- _Tasks to carry out_:
**a)** Using the piracy thread, decide whether each statement agrees with it, answering yes or no and quoting the deciding words: (i) fan scanlators built interest in a market that companies had no interest in; (ii) one writer spends less on entertainment because of piracy; (iii) piracy is defined as obtaining an unauthorized copy of a copyrighted work.
**b)** According to the piracy thread, how does pirating lead the writer to spend more on entertainment than paying up front would have?

- _Reading text_:
-- Opening Marker --
Yes. One day browsers will become unusable and you will only be able to use internet only through apps, like youtube or reddit apps on phone. Any site that doesn't belong to a major corporation will not be accessible.
Piracy has led to me spending far more money on entertainment products than if I had to pay for everything up front.
>pirate music >become fan of that artist and go see them live and buy their merch >pirate anime/manga/Vidya >end up buying merch and probably later sequels
More often that not, those creators only make money from merch and live performance sales and not publishing.
it also creates markets for niche stuff, hentai and manga are a great example of this. fan scanlators created the interest by doing it for free when companies had no interest in the market because it wasn't there, then greedy fricks came along/were already there (the scanlators lived long enough to become the villains) and started going legit and DMCAing everything
>Is it even possible to stop piracy as a whole?
By providing a legal alternative that is superior to the services the pirates provide, so in other words, piracy will never go away.
>pirate music >become fan of that artist and go see them live and buy their merch >pirate anime/manga/Vidya >end up buying merch and probably later sequels
More often that not, those creators only make money from merch and live performance sales and not publishing.
This exactly. >Download music >really like an artist >look him up on Bandcamp >buy entire discography at 10 bucks per album
But not every artist is worth it.
>piracy
I'd just like to interject for a moment. What you're referring to as piracy, is in fact, unauthorized copying, or as I've recently taken to calling it, unauthorized sharing. Piracy is not the act of obtaining an unauthorized copy of a copyrighted work, but rather robbery or criminal violence at sea.
Many computer users make unauthorized copies every day, without realizing it. Through a peculiar turn of events, the act which is widely performed today is often called piracy, and many of the people who do it are not aware that it is basically copying, and not stealing.
There really is a piracy, and some people are doing it, but it is just robbery at sea. Piracy is an act of theft: an action at sea in which goods are forcefully transferred from one ship to another. Piracy is important to be aware of, but unrelated to unauthorized copying; it can only function at sea. Piracy is normally not used in combination with unauthorized copying: the two acts are basically separate. All the so-called piracy is really unauthorized copying.
-- Closing Marker --
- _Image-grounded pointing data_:
-- Opening Marker --
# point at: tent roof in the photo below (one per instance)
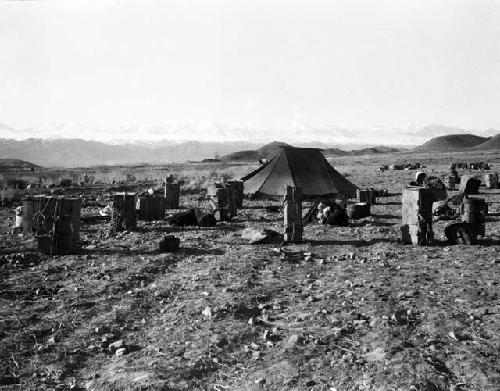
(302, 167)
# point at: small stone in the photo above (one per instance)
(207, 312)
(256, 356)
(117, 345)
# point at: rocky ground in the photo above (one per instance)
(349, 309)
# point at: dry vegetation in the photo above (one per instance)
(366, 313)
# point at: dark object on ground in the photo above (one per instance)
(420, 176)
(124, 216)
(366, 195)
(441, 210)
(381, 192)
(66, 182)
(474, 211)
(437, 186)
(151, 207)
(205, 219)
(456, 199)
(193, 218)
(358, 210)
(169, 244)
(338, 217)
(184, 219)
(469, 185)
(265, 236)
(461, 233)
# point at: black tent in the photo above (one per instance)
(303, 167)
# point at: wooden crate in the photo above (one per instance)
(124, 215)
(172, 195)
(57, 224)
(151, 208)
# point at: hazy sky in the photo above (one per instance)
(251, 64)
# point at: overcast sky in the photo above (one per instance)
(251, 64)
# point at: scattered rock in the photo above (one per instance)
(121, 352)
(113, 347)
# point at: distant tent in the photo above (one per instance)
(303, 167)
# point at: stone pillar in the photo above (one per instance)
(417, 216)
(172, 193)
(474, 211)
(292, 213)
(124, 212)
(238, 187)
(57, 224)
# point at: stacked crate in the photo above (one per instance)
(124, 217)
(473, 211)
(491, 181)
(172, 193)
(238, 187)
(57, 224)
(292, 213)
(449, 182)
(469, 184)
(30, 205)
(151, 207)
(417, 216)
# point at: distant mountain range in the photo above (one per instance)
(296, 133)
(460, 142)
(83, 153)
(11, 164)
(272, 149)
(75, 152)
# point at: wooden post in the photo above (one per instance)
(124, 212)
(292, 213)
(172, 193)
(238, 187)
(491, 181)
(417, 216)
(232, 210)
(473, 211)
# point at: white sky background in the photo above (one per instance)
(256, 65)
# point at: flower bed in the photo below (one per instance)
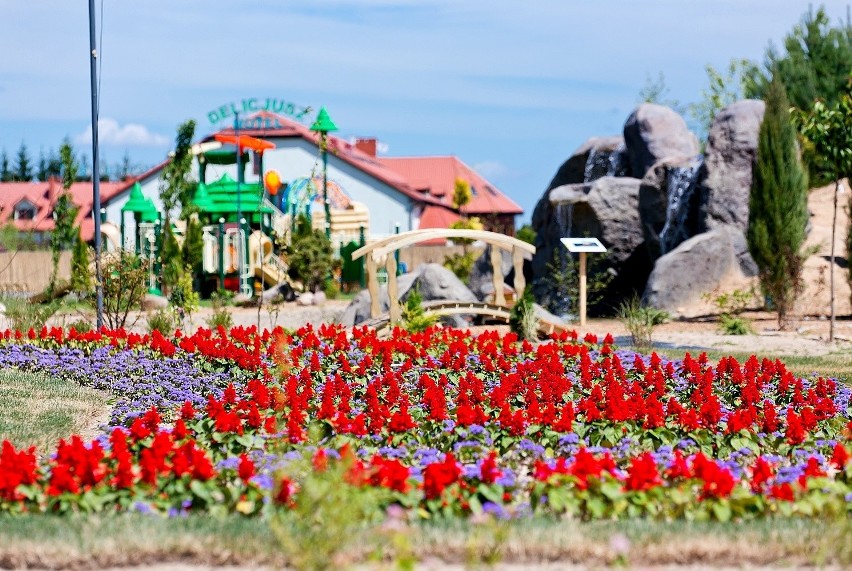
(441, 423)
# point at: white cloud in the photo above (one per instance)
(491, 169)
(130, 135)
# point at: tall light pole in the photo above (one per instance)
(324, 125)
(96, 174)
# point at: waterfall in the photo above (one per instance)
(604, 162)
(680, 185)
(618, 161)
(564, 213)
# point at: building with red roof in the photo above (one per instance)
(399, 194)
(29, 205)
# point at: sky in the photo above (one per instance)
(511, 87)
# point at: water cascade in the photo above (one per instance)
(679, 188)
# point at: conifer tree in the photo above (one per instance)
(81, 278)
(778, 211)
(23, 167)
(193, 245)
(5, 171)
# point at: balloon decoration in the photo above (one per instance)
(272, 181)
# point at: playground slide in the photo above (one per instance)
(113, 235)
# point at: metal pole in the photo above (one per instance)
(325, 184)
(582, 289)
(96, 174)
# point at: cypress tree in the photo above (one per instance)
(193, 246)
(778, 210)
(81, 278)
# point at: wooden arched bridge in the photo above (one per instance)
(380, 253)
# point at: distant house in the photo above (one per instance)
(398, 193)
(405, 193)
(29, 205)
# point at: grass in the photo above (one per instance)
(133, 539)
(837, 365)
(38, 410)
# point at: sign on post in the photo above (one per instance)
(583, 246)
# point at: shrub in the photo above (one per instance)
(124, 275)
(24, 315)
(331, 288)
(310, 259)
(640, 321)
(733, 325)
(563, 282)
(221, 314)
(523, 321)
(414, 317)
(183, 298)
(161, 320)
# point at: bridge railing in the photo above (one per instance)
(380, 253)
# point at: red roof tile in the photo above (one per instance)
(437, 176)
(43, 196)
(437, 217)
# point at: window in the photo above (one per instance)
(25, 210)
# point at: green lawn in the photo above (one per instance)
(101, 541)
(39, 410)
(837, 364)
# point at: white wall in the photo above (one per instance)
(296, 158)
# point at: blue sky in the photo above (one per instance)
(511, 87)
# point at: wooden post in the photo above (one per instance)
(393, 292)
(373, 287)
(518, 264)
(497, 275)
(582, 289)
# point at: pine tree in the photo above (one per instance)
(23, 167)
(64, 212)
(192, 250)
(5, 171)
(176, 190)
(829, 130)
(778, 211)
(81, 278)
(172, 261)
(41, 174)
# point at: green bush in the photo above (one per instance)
-- Closing Marker --
- _Outputs by task_:
**a)**
(i) Yes: "fan scanlators created the interest by doing it for free when companies had no interest in the market because it wasn't there"
(ii) No: "Piracy has led to me spending far more money on entertainment products than if I had to pay for everything up front."
(iii) No: "Piracy is not the act of obtaining an unauthorized copy of a copyrighted work, but rather robbery or criminal violence at sea."

**b)** Pirating music turns the writer into a fan of the artist, so they go see the artist live and buy the artist's merch. Pirating anime, manga, or games likewise ends with buying merch and probably later sequels.